**Aim of the exercise:** Retype the passage of the Goals for Life Gala article from "The clear culinary" up to and including "dish was made.", word for word.

**Provided text:**
________________________

Goals for Life Gala

Written by NYPress on . Posted in Dining Our Town, Dining West Side Spirit, Our Town, Our Town Downtown, West Side Spirit.


Upper East Side chefs raise money for Brazilian children’s illness research institute

By Helaina Hovitz

Two of the Upper East Side’s most prominent chefs also happen to be among the most world renowned, and they were the MVPs the Goals for Life Gala, which took place on Wednesday, May 8th. Along with four other chefs, they took to the kitchen (and stage) at Gotham Hall (1356 Broadway and 36th Street) for an upscale fundraiser benefitting the Pelé Little Prince Research Institute in Brazil.
The Institute is backed by Brazil’s famed “King of Soccer,” Pelé himself, who devoted his life to philanthropy since retiring from the sport.

“Being a nonprofit in Brazil isn’t very common, and we were [initially] afraid because we didn’t have the resources to fund it,” said Jose Alvaro Carneiro C.E.O. of the children’s hospital. “Then Pelé approached us, and now we believe in the long run we will fundraise enough to pay the bills.”

Michael Troisgros, Daniel Humm, Pele, Alex Atala, Roberta Sudbrack, Daniel Boulud, Claude Troisgros. Photo by Karissa Van Tassel

Michael Troisgros, Daniel Humm, Pele, Alex Atala, Roberta Sudbrack, Daniel Boulud, Claude Troisgros. Photo by Karissa Van Tassel

The clear culinary star of the evening was Chef Daniel Boloud, who owns Upper East Side restaurants Daniel (60 East 65th Street) and Café Boloud (20 East 76th Street).

A course each was also prepared by Brazilian chef Alex Atala, Roberta Sudbrack, the first woman to be selected as head chef for a Brazilian President, and French Brazilian chefs and event founders Claude Troisgros and his son Thomas.

Before the meal was served, the chefs did a quick on-stage demonstration to show how the dish was made.

Dessert, made by Daniel Humm, owner of Eleven Park Madison (11 Madison Avenue), was based on a “New York pretzel” and featured peanut butter shortbread, peanut brittle, malted milk sorbet, malt sponge candy, malt yogurt, pretzel crisps, and peanut butter salted caramel.

“I think chefs in general are giving people,” he said. “We try to support a lot of different charities like Share Our Strength [a group that fights child hunger]. We also did work to raise money for upkeep of Madison Square Park,” he said.

At Eleven Park Madison, the menu changes every day, which is “hard to keep up with, but fun, too,” but there is one permanent staple on the three-time Michelin Star winning menu: the whole roasted duck.

Humm, who originally hales from Switzerland, won the 2013 James Beard Foundation’s “Outstanding Chef” award, and has also been awarded several other honorable titles.

At the gala, everyone seemed perfectly content to wait until the first dish came out at 8:45 p.m. (the dinner started a 7:30), Flowers Ceviche with Orange Blossom Vinaigrette smothered in pepper, but I didn’t have the time — or stomach — enough to wait for the other four courses to make their way around the room. Nearly passing out from hunger, I left the glamorous world of a ballroom decorated in purple orchids and black linens to grab a chicken cutlet sandwich.

At $2,500 a seat, the event raised $700,000 for the Pelé Institute, which is currently the largest center for complex pediatric illnesses in Brazil.

________________________

Collected data:

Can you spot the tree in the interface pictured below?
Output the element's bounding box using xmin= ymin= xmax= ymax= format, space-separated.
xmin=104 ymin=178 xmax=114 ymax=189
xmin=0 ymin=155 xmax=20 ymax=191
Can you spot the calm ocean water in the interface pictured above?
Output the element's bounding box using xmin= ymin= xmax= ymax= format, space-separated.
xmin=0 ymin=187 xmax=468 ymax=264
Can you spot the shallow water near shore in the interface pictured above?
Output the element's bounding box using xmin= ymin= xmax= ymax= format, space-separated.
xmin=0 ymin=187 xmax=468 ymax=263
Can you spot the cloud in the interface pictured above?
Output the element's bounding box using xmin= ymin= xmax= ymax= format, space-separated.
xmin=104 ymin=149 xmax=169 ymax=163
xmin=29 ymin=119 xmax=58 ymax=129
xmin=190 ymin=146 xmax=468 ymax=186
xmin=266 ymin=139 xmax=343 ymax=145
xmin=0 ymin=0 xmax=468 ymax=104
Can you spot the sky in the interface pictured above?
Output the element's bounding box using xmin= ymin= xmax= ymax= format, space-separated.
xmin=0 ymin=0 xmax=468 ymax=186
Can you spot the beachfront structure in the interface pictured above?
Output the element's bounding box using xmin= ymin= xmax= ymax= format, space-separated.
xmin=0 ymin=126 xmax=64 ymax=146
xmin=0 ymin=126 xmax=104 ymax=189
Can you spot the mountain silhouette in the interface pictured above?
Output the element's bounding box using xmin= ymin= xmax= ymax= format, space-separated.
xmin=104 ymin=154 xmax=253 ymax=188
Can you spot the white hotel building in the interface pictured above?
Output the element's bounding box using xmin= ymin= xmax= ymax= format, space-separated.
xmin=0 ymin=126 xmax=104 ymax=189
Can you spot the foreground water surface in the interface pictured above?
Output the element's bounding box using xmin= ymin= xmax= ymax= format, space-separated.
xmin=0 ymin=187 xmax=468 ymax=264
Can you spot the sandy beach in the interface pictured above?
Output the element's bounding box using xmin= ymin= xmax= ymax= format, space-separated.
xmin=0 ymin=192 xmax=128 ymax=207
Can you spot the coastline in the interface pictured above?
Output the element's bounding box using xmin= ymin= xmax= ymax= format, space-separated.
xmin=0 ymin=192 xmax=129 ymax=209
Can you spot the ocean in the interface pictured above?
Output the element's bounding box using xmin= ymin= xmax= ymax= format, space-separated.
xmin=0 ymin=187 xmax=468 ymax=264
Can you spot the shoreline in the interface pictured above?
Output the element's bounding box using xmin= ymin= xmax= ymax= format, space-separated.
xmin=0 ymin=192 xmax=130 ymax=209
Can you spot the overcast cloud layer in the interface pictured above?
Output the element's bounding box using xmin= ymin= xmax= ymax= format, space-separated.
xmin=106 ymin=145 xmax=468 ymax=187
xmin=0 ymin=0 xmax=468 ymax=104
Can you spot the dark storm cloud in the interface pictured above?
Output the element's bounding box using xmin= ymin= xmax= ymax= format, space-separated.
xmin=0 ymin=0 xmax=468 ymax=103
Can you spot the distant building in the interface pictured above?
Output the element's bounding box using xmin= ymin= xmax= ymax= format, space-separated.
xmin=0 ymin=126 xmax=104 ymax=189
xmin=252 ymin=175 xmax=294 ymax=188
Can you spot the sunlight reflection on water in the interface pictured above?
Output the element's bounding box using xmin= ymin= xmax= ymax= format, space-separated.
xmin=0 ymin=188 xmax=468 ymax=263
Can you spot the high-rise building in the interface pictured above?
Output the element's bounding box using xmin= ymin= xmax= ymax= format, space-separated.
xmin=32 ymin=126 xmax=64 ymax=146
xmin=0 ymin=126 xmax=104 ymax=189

________________________

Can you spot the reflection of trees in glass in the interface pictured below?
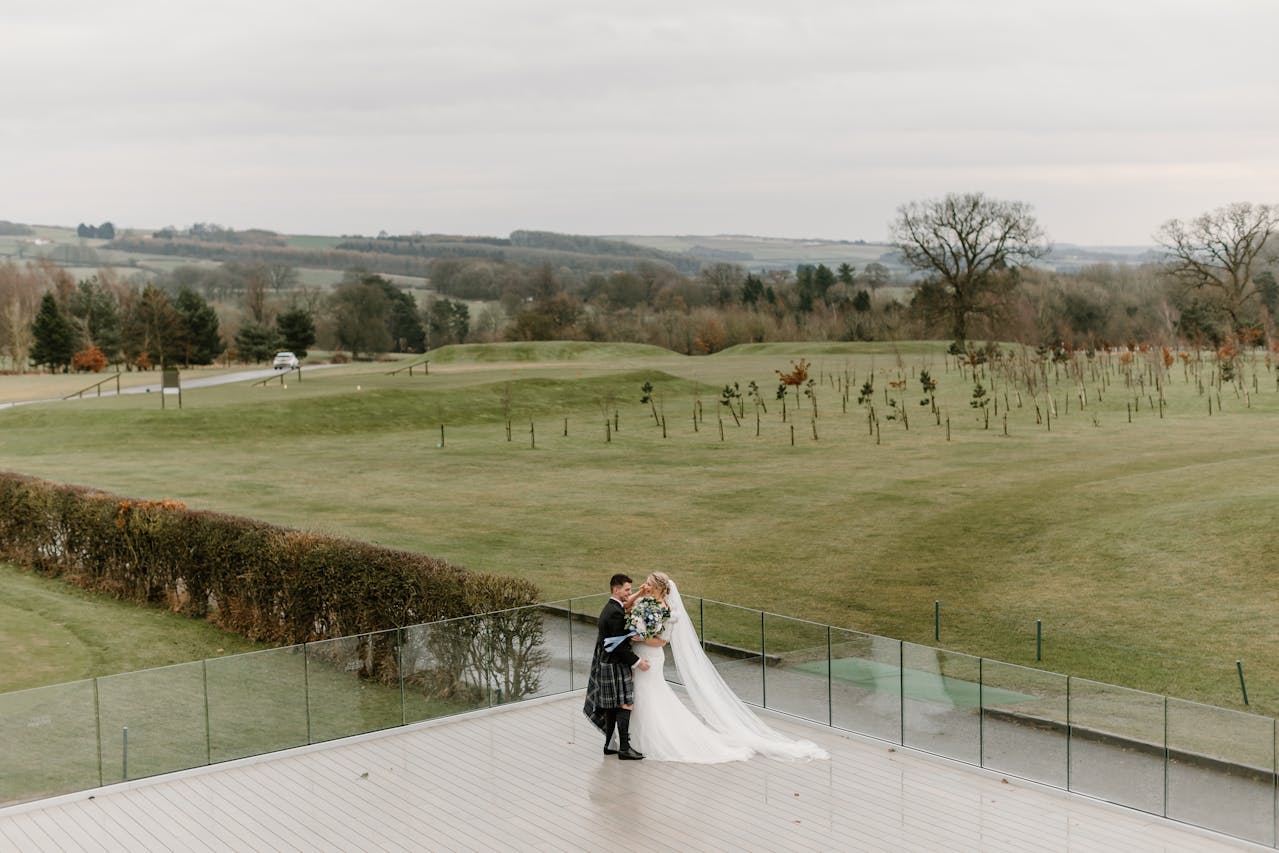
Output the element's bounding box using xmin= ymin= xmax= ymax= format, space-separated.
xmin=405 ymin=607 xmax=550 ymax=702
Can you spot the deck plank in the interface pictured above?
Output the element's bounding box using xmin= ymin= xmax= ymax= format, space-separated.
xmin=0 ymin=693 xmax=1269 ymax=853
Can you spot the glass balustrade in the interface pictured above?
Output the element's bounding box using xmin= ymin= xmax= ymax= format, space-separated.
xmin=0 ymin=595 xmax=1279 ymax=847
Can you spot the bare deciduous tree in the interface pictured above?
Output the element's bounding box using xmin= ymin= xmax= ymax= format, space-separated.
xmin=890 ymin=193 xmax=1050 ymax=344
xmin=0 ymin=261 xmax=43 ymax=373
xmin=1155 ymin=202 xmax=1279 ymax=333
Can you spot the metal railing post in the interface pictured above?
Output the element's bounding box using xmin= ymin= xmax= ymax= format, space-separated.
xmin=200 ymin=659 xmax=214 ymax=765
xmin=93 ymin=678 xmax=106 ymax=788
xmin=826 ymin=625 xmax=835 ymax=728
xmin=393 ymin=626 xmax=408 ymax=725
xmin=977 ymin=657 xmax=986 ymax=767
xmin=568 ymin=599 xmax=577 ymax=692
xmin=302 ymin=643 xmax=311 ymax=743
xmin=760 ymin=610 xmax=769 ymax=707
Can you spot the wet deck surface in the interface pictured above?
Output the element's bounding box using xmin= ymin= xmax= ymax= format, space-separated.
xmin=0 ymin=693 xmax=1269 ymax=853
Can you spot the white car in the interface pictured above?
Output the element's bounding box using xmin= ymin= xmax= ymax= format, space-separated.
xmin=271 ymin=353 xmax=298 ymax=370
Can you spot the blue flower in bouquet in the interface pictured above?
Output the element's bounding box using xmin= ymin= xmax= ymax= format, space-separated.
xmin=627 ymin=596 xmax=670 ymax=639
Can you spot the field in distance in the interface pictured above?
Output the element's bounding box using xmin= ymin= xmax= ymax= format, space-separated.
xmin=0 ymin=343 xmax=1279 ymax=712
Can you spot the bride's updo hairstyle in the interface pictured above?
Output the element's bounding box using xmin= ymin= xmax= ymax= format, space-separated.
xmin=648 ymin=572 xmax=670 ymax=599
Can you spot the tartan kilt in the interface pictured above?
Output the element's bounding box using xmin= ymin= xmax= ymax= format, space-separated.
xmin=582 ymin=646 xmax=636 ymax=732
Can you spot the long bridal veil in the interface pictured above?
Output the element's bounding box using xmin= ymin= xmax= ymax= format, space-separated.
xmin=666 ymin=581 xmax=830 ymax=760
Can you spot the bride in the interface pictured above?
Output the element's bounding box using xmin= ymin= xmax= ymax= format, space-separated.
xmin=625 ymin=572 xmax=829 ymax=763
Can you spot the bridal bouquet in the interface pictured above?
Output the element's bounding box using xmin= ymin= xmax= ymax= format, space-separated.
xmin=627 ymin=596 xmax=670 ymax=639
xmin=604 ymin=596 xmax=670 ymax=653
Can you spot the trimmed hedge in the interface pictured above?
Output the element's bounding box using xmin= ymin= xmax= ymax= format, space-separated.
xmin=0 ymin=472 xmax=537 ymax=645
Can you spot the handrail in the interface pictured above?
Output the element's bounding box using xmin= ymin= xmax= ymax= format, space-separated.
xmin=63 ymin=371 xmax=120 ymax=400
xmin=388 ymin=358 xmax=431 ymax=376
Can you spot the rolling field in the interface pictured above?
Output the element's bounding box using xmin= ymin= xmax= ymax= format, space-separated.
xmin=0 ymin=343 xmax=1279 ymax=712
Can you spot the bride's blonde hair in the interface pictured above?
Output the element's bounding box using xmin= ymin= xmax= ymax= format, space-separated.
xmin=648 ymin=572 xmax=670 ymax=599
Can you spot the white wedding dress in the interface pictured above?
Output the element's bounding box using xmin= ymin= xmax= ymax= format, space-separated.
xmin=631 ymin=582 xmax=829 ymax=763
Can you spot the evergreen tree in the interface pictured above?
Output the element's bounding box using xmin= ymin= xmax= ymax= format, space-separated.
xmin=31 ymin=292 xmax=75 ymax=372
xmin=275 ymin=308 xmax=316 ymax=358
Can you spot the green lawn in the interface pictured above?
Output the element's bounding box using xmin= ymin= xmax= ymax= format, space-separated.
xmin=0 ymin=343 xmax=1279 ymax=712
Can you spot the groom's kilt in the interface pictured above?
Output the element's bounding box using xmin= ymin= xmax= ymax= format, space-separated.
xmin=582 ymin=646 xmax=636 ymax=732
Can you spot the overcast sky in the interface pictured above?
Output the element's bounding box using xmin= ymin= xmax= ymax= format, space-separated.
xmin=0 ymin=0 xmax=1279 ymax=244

________________________

**Written reply:**
The clear culinary star of the evening was Chef Daniel Boloud, who owns Upper East Side restaurants Daniel (60 East 65th Street) and Café Boloud (20 East 76th Street).

A course each was also prepared by Brazilian chef Alex Atala, Roberta Sudbrack, the first woman to be selected as head chef for a Brazilian President, and French Brazilian chefs and event founders Claude Troisgros and his son Thomas.

Before the meal was served, the chefs did a quick on-stage demonstration to show how the dish was made.